[Extracted records]
◆ ◆ ◆ ◆

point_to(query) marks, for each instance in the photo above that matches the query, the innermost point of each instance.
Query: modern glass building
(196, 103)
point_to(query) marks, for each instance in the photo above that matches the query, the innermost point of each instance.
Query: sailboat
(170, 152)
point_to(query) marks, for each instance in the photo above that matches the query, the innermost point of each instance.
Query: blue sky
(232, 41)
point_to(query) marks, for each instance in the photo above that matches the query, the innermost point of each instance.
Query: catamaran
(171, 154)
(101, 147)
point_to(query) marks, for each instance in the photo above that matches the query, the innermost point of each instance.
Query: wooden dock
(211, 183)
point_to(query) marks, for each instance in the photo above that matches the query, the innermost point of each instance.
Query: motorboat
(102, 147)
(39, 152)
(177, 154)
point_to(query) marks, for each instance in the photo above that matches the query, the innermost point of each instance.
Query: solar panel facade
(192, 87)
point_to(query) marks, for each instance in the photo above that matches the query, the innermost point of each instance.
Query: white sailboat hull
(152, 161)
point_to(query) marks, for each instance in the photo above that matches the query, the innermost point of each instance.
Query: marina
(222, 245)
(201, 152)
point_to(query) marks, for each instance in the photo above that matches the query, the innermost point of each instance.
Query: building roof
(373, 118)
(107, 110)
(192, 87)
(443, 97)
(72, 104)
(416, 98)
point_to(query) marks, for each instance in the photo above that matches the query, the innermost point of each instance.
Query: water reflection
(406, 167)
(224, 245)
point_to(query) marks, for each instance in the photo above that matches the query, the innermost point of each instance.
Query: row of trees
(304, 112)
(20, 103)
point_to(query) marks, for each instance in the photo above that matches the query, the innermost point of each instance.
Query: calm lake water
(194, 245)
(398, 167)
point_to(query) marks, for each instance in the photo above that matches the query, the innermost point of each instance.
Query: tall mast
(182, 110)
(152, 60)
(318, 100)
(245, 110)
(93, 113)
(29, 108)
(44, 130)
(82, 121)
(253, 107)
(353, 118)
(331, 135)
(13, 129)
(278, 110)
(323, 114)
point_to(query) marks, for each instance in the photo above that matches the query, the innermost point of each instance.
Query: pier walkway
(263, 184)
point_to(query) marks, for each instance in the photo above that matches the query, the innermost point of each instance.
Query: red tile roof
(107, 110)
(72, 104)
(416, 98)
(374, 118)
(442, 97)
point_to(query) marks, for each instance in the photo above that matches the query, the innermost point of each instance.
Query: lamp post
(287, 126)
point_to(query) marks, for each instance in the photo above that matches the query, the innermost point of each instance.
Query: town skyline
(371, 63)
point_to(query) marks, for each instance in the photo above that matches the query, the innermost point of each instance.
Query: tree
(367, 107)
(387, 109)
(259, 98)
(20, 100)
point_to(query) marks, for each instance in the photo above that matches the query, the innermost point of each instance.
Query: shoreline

◆ ◆ ◆ ◆

◆ What to do
Using the data above, restate every record word for word.

◆ Answer space
point_to(query) marks, for each instance in the photo above that matches the query, the innermost point of each instance.
Query: modern glass building
(196, 103)
point_to(query) marks, for each instance in the photo above that matches the query, the innermost point of each instance.
Query: sailboat
(170, 152)
point_to(query) marks, for each instance in the photo above that matches the query, the innermost point of each instance.
Query: blue sky
(232, 41)
point_to(query) marks, for each instance in the photo above that matches the query, the innermost point of each instance.
Query: catamaran
(171, 154)
(101, 147)
point_to(query) marks, for each instance in the photo above that matches the query, the innermost point of each instance.
Query: wooden dock
(211, 183)
point_to(query) marks, for each instance in the photo above that matches the query, the innermost point of each instance.
Query: motorboat
(102, 147)
(39, 152)
(177, 154)
point_to(query) marks, for each instance in the photo above that matches the query, the innermost point of each instance.
Query: solar panel facade
(192, 87)
point_to(query) marks, for each instance in the photo above that matches the query, the innermost point of each instance.
Query: white sailboat hull
(152, 161)
point_to(query) marks, for each instance in the photo above that matches the query, the innermost point of each instance.
Query: marina
(222, 245)
(201, 152)
point_to(query) marks, for each instance in the photo above that matches the query, the innermost point of each instance.
Query: building roof
(373, 118)
(107, 110)
(192, 87)
(443, 97)
(72, 104)
(416, 98)
point_to(query) marks, for each instance in the photo above that matches the query, the innermost point of each instance.
Query: water reflection
(406, 167)
(224, 245)
point_to(query) marks, for each instance in the photo above that matches the query, the innermost point of each instance.
Query: row of trees
(304, 112)
(20, 103)
point_to(query) marks, for each instance in the photo above that matches the query, the innermost point of each instance.
Query: calm lake water
(194, 245)
(398, 167)
point_to(query) marks, for each instance in the photo above that matches the query, the innermost point of each instance.
Query: tall mast
(182, 110)
(152, 60)
(318, 100)
(245, 110)
(93, 113)
(29, 108)
(44, 130)
(82, 121)
(253, 107)
(353, 118)
(331, 135)
(13, 129)
(278, 110)
(323, 114)
point_to(query) marks, for each instance in the photo above that matches the query, the innermost point of each instance.
Query: pier walkway
(263, 184)
point_to(query) marks, for each instance in the photo above that matches the query, the innermost point of each instance.
Query: red tile roof
(107, 110)
(72, 104)
(416, 98)
(374, 118)
(442, 97)
point_to(query) marks, for each instance in the photo above that matches the query, the innermost point of each instance.
Query: lamp post
(287, 126)
point_to(query) marks, for each instance in the photo above that matches the query, the innermost point of each instance.
Query: town skyline
(371, 63)
point_to(query) marks, for each instance in the photo above that matches the query, the innermost point of each instance.
Query: tree
(367, 107)
(387, 109)
(259, 98)
(20, 100)
point_to(query) marks, for each instance in the photo above that matches the query, the innermost point of each instance.
Query: shoreline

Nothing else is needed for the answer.